== Opdracht ==
Kloppen de volgende uitspraken met de tekst hieronder over de nieuwe EU-pensioenwetgeving? Antwoord per uitspraak met ja of nee en citeer letterlijk de woorden uit de tekst die de doorslag geven.
1. De wetstekst telde 100 pagina's.
2. Slecht toezicht in het andere land is een grond om de verhuizing van een fonds te weigeren.
3. De nationale toezichthouder mag een verhuizing op vijf gronden weigeren.

*** Oefentekst

Wanneer vertelt Klijnsma de waarheid over de nieuwe EU pensioenwetgeving? - Main contents
In juni heeft staatssecretaris Klijnsma een nieuwe pensioenrichtlijn van de EU binnen 18 uur door de Tweede Kamer gejaagd. De wetstekst bedroeg 100 pagina’s.
Onder de nieuwe richtlijn mag een ondernemingspensioenfonds zich vrijelijk vestigen in elk van de 28 Lidstaten van de Unie. De nationale toezichthouder mag die verhuizing slechts op drie beperkte gronden weigeren. Slecht of laks toezicht in het andere land is géén weigeringsgrond. Dus een fonds mag verhuizen naar Cyprus of Malta of Luxemburg omdat de rekenrente daar veel hoger is. Dan kun je onmiddellijk veel (of zelfs extra) indexeren en hoef je veel minder geld in kas te houden voor dezelfde beloftes.

******
*** Bronmateriaal

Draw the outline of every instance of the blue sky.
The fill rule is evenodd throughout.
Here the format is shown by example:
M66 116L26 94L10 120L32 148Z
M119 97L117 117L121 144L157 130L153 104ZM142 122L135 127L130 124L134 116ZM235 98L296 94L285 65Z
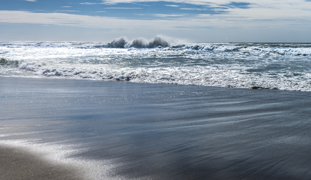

******

== Antwoord ==
1. Ja: "De wetstekst bedroeg 100 pagina’s."
2. Nee: "Slecht of laks toezicht in het andere land is géén weigeringsgrond."
3. Nee: "De nationale toezichthouder mag die verhuizing slechts op drie beperkte gronden weigeren."